"""
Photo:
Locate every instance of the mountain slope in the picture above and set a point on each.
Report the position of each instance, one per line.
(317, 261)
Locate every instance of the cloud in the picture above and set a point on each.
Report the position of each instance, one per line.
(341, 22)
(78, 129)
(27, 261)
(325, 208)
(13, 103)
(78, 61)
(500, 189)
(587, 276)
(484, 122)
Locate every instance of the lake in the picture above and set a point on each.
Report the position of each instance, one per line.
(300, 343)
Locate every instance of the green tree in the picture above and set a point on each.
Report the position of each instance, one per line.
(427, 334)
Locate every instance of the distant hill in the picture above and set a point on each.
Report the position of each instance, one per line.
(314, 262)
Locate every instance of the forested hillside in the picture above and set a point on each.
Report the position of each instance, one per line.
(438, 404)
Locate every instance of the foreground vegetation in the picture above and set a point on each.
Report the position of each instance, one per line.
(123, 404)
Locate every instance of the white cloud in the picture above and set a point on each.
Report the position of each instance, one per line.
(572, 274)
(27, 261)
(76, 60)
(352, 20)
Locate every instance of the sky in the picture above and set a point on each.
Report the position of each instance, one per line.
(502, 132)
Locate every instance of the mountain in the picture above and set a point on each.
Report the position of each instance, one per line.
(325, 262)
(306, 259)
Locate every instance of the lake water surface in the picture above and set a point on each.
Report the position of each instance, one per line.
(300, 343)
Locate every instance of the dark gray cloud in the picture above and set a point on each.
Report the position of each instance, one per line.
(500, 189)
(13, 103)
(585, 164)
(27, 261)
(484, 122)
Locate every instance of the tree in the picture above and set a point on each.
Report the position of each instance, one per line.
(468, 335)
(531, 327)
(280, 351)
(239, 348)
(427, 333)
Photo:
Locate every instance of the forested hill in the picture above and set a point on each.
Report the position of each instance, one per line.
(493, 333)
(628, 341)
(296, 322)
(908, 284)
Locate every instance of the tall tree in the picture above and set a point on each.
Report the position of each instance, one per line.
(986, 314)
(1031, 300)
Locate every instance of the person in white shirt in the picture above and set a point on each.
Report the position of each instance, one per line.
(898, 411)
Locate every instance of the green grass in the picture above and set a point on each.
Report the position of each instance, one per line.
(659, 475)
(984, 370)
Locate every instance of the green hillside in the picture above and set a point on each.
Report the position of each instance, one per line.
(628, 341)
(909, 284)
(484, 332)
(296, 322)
"""
Exercise instructions: Using the listing above, locate the lines that hold "forested" and copy each one.

Task output:
Locate every instance of the forested hillside in the picture above and set a point on each.
Locate every instance of the forested hill in the picture above and set a point on each.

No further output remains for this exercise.